Image-grounded pointing data:
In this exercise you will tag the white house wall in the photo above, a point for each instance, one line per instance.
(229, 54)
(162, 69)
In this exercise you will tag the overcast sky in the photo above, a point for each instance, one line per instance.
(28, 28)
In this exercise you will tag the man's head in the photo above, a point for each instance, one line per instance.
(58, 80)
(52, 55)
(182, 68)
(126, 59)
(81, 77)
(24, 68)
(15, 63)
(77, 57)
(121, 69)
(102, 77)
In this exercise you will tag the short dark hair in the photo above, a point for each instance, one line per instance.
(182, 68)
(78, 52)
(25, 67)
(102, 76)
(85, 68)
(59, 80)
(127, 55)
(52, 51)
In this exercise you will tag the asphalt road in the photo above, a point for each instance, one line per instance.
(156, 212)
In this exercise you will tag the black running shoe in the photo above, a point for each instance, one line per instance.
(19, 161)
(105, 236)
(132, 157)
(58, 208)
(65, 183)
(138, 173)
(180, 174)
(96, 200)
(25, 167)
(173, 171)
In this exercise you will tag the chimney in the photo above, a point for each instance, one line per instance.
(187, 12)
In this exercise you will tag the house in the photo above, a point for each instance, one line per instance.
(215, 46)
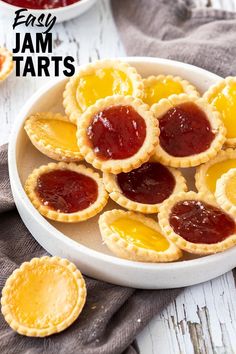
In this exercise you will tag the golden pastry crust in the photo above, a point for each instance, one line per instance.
(78, 216)
(221, 195)
(127, 250)
(231, 142)
(72, 108)
(201, 171)
(10, 291)
(7, 66)
(116, 194)
(196, 248)
(123, 165)
(217, 127)
(188, 88)
(56, 153)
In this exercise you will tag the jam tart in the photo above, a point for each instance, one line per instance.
(6, 63)
(196, 224)
(222, 96)
(207, 174)
(135, 237)
(66, 192)
(43, 296)
(117, 134)
(54, 135)
(145, 188)
(226, 192)
(163, 86)
(98, 80)
(191, 131)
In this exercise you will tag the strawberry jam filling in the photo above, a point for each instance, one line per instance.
(116, 133)
(185, 130)
(149, 184)
(2, 59)
(199, 222)
(66, 191)
(41, 4)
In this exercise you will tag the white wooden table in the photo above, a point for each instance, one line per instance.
(203, 318)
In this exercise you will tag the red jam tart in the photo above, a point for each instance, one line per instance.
(117, 134)
(145, 188)
(190, 131)
(66, 192)
(197, 224)
(151, 183)
(41, 4)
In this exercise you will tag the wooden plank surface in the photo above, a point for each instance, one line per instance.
(203, 318)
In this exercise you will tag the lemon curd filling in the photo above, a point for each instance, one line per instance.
(57, 133)
(225, 102)
(44, 296)
(230, 190)
(215, 171)
(139, 234)
(161, 89)
(104, 82)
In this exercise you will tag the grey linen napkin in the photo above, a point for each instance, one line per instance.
(174, 30)
(112, 316)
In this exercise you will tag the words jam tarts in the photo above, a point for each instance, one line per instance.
(6, 63)
(208, 174)
(43, 296)
(117, 134)
(191, 131)
(66, 192)
(54, 135)
(196, 224)
(163, 86)
(136, 237)
(223, 97)
(145, 188)
(226, 192)
(99, 80)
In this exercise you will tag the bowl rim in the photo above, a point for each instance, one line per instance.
(55, 11)
(105, 258)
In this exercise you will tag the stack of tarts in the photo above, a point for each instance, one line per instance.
(132, 139)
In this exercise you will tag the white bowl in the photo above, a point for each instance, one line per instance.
(62, 13)
(81, 242)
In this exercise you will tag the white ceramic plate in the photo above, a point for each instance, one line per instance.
(62, 13)
(81, 242)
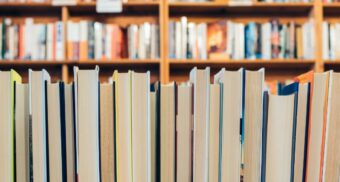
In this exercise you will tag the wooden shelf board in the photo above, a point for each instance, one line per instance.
(144, 7)
(255, 8)
(119, 62)
(274, 63)
(331, 9)
(37, 63)
(25, 4)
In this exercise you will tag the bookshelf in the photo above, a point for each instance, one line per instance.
(162, 12)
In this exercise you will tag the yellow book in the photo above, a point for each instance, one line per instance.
(7, 80)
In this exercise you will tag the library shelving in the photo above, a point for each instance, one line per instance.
(161, 12)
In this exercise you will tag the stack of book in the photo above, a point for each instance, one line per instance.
(31, 41)
(100, 41)
(24, 1)
(331, 47)
(197, 130)
(233, 40)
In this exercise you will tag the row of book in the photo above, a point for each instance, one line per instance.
(130, 129)
(94, 40)
(31, 41)
(227, 39)
(246, 2)
(331, 47)
(85, 40)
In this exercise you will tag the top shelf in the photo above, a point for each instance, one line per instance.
(46, 8)
(254, 8)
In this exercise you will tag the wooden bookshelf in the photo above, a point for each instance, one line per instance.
(162, 12)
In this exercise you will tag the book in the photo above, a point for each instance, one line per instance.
(253, 113)
(317, 126)
(70, 132)
(286, 90)
(216, 40)
(231, 117)
(154, 122)
(22, 134)
(7, 125)
(214, 132)
(167, 132)
(88, 124)
(37, 94)
(201, 83)
(184, 132)
(141, 126)
(155, 131)
(123, 125)
(331, 157)
(301, 131)
(281, 114)
(56, 131)
(107, 132)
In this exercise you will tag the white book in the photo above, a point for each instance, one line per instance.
(142, 36)
(11, 45)
(184, 132)
(56, 130)
(184, 36)
(70, 133)
(178, 40)
(50, 41)
(325, 40)
(108, 41)
(123, 126)
(167, 132)
(337, 44)
(147, 39)
(37, 95)
(7, 124)
(202, 40)
(239, 41)
(22, 132)
(201, 86)
(28, 38)
(214, 132)
(266, 41)
(332, 41)
(279, 137)
(231, 114)
(60, 41)
(88, 124)
(253, 123)
(230, 38)
(1, 39)
(83, 36)
(141, 127)
(98, 42)
(154, 52)
(192, 53)
(133, 41)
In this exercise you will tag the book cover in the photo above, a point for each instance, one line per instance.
(217, 40)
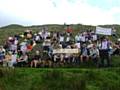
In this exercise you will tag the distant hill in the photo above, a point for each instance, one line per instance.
(12, 26)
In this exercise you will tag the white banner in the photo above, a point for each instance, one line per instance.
(103, 31)
(65, 51)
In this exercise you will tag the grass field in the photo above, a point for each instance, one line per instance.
(58, 78)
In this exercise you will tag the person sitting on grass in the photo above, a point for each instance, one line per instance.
(7, 60)
(94, 54)
(84, 53)
(2, 54)
(22, 61)
(36, 59)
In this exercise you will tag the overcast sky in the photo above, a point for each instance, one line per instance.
(38, 12)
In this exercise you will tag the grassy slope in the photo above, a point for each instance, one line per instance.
(60, 78)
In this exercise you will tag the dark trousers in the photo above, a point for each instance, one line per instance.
(104, 55)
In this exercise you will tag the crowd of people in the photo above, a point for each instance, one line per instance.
(92, 47)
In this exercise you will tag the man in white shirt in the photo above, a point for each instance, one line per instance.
(104, 52)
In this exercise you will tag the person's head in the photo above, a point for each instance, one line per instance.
(37, 52)
(94, 46)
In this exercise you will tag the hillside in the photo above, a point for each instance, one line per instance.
(64, 78)
(60, 79)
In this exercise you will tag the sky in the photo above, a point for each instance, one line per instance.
(39, 12)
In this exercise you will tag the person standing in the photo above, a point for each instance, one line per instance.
(104, 52)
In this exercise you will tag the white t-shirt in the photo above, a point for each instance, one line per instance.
(104, 45)
(94, 37)
(14, 58)
(83, 38)
(61, 38)
(78, 45)
(77, 38)
(67, 39)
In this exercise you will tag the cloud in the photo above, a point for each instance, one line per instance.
(32, 12)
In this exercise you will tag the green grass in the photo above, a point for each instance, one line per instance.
(87, 78)
(60, 79)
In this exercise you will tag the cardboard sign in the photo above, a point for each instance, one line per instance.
(103, 31)
(65, 51)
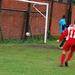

__Activity__.
The answer must be the entries above, printed exactly, with no pictures.

__Solution to this exercise__.
In this exercise you will tag the white house wall in the photo above, a point for each instance, one line per instance.
(229, 54)
(162, 69)
In this exercise you will tag the overcast sky in the photo above, a point for each instance, one line per instance.
(28, 28)
In this exercise you will tag the man's head in the photo above, a point for each instance, one line per instance.
(58, 80)
(52, 55)
(182, 68)
(126, 59)
(81, 77)
(24, 68)
(15, 63)
(77, 57)
(121, 69)
(102, 77)
In this exercise you will tag the short dark hair in the photo above, a point for each instance, one line per instance.
(182, 68)
(78, 52)
(25, 67)
(102, 76)
(85, 68)
(59, 80)
(127, 55)
(52, 51)
In this exercise you will tag the asphalt road in the photo above, a point for each instance, one line per instance.
(156, 212)
In this exercise you will tag the black running shoe in the photo above, a point for each instance, one line per instance.
(19, 161)
(105, 236)
(132, 157)
(58, 208)
(65, 183)
(138, 173)
(180, 174)
(96, 200)
(25, 167)
(173, 171)
In this exercise you will tag the chimney in the photo above, a point for each instance, one line per instance.
(187, 12)
In this exercise you will tag the house in the photo above, a point for each instance, one line per instance.
(215, 46)
In this exercise you will tag the golden pastry crust in the photo above, a point for each instance, one line per instance.
(78, 216)
(221, 195)
(127, 250)
(231, 142)
(72, 108)
(201, 171)
(10, 291)
(7, 66)
(116, 194)
(196, 248)
(123, 165)
(217, 127)
(188, 88)
(56, 153)
In this exercise you will tag the jam tart in the photo above, a point for each instance, one line per instance.
(6, 63)
(196, 224)
(222, 96)
(207, 174)
(135, 237)
(66, 192)
(43, 296)
(117, 134)
(54, 135)
(145, 188)
(226, 192)
(163, 86)
(98, 80)
(191, 131)
In this exercise you will tag the strawberry jam filling in the photo above, a point for each instance, one line per instance.
(116, 133)
(185, 130)
(149, 184)
(2, 59)
(199, 222)
(66, 191)
(41, 4)
In this exercise you will tag the white wooden table in the photo above, a point for each instance, one line per instance.
(203, 318)
In this exercise you will tag the red jam tart in the photo above, a point for each instance, one line per instance.
(117, 134)
(145, 188)
(190, 131)
(66, 192)
(197, 224)
(151, 183)
(41, 4)
In this exercise you will tag the wooden plank surface in the photo above, a point for each instance, one line per instance.
(203, 318)
In this exercise you will tag the lemon curd filling in the photo above, a point for each instance, one line per instance.
(57, 133)
(225, 102)
(44, 296)
(230, 190)
(215, 171)
(139, 234)
(161, 89)
(104, 82)
In this exercise you will tag the grey linen napkin in the photo above, a point for each instance, one line per instance.
(174, 30)
(112, 316)
In this exercise you will tag the words jam tarts in the photo above, a point for each instance, one line per instance.
(6, 63)
(208, 174)
(43, 296)
(117, 134)
(191, 131)
(66, 192)
(54, 135)
(196, 224)
(163, 86)
(136, 237)
(223, 97)
(145, 188)
(226, 192)
(99, 80)
In this exercise you will tag the bowl rim in the photo above, a point for each instance, one line per instance.
(55, 11)
(105, 258)
In this exercise you will tag the stack of tarts in the photo above, a point for each instance, one line per instance.
(132, 139)
In this exercise you will tag the white bowl in the photo above, a point for each instance, one line per instance.
(62, 13)
(81, 242)
In this exercise you will tag the white ceramic plate in the photo above, a point for each instance, one line per instance.
(62, 13)
(81, 242)
In this exercise you will tag the wooden shelf board in the photo above, a point for each instance, one line per instance.
(144, 7)
(255, 8)
(119, 62)
(274, 63)
(331, 9)
(37, 63)
(25, 4)
In this exercise you will tag the bookshelf in the photo above, a point for each instance, one line per instance.
(162, 12)
In this exercise you will tag the yellow book in the photo above, a point for each instance, one line per instance.
(7, 80)
In this exercise you will tag the library shelving in the photo above, a point for each instance, one line per instance.
(161, 12)
In this exercise you will tag the stack of book in the photo above, a point for each instance, one line per instance.
(31, 41)
(100, 41)
(24, 1)
(331, 47)
(197, 130)
(233, 40)
In this exercise you will tag the row of book in the photo above, a point for each instance, one line per instance.
(130, 129)
(94, 40)
(31, 41)
(227, 39)
(246, 2)
(331, 47)
(85, 40)
In this exercise you will tag the top shelf in the photo above, a point for each instance, one line per instance.
(46, 8)
(254, 8)
In this exercise you will tag the wooden bookshelf in the photo above, a point for each instance, one line per instance.
(162, 12)
In this exercise you will tag the book in the photo above, a point for each instance, one line per instance.
(253, 113)
(317, 126)
(70, 132)
(286, 90)
(216, 40)
(231, 117)
(154, 122)
(22, 134)
(7, 125)
(214, 132)
(167, 132)
(88, 124)
(37, 94)
(201, 83)
(184, 132)
(141, 126)
(155, 131)
(123, 125)
(331, 157)
(301, 131)
(281, 114)
(56, 131)
(107, 132)
In this exercise you will tag the white book in the photo above, a point for each instance, one line per instance.
(142, 36)
(11, 45)
(184, 132)
(56, 130)
(184, 36)
(70, 133)
(178, 40)
(50, 41)
(325, 40)
(108, 41)
(123, 126)
(167, 132)
(337, 44)
(147, 39)
(37, 95)
(7, 124)
(202, 40)
(239, 41)
(22, 132)
(201, 86)
(28, 38)
(214, 132)
(266, 41)
(332, 41)
(279, 137)
(231, 114)
(60, 41)
(88, 124)
(253, 123)
(230, 38)
(1, 39)
(83, 36)
(141, 127)
(98, 42)
(154, 52)
(192, 53)
(133, 41)
In this exercise you will tag the book cover in the photo above, a point for each instance, one line per instance.
(217, 40)
In this exercise you will tag the distant hill in the photo above, a point for each instance, one line per instance.
(12, 26)
In this exercise you will tag the white banner in the photo above, a point for each instance, one line per instance.
(103, 31)
(65, 51)
In this exercise you will tag the grass field in the photo above, a point for each instance, one line per instance.
(58, 78)
In this exercise you will tag the person sitting on grass in the photo above, a point for each instance, one line per instance.
(7, 60)
(94, 54)
(84, 53)
(2, 54)
(22, 61)
(36, 59)
In this exercise you will tag the overcast sky in the photo above, a point for each instance, one line per instance.
(38, 12)
In this exercise you will tag the grassy slope in the photo above, a point for each instance, one line per instance.
(60, 78)
In this exercise you will tag the dark trousers in the photo above, a point for each instance, one line per instance.
(104, 55)
In this exercise you will tag the crowd of people in the photo above, a point for each instance, one line per instance.
(92, 47)
In this exercise you will tag the man in white shirt in the photo above, a point for each instance, one line per instance.
(104, 52)
In this exercise you will tag the person's head in the photo above, a point for each instance, one line per instance.
(37, 52)
(94, 46)
In this exercise you will tag the hillside in the photo above, a point for each instance, one line per instance.
(64, 78)
(60, 79)
In this exercise you will tag the sky in the photo above, a point for each instance, one line per instance.
(39, 12)
In this exercise you will tag the person standing in the photo above, a point for each instance, one line per instance.
(104, 52)
In this exercise you will tag the white t-shirt in the photo above, a point for each instance, one line per instance.
(104, 45)
(94, 37)
(14, 58)
(83, 38)
(61, 38)
(78, 45)
(77, 38)
(67, 39)
In this exercise you will tag the cloud in the photo above, a point for each instance, one line per instance.
(32, 12)
In this exercise you will tag the green grass in the photo above, a point for each instance, one line per instance.
(87, 78)
(60, 79)
In this exercise you will tag the cardboard sign in the photo above, a point for each instance, one line per instance.
(103, 31)
(65, 51)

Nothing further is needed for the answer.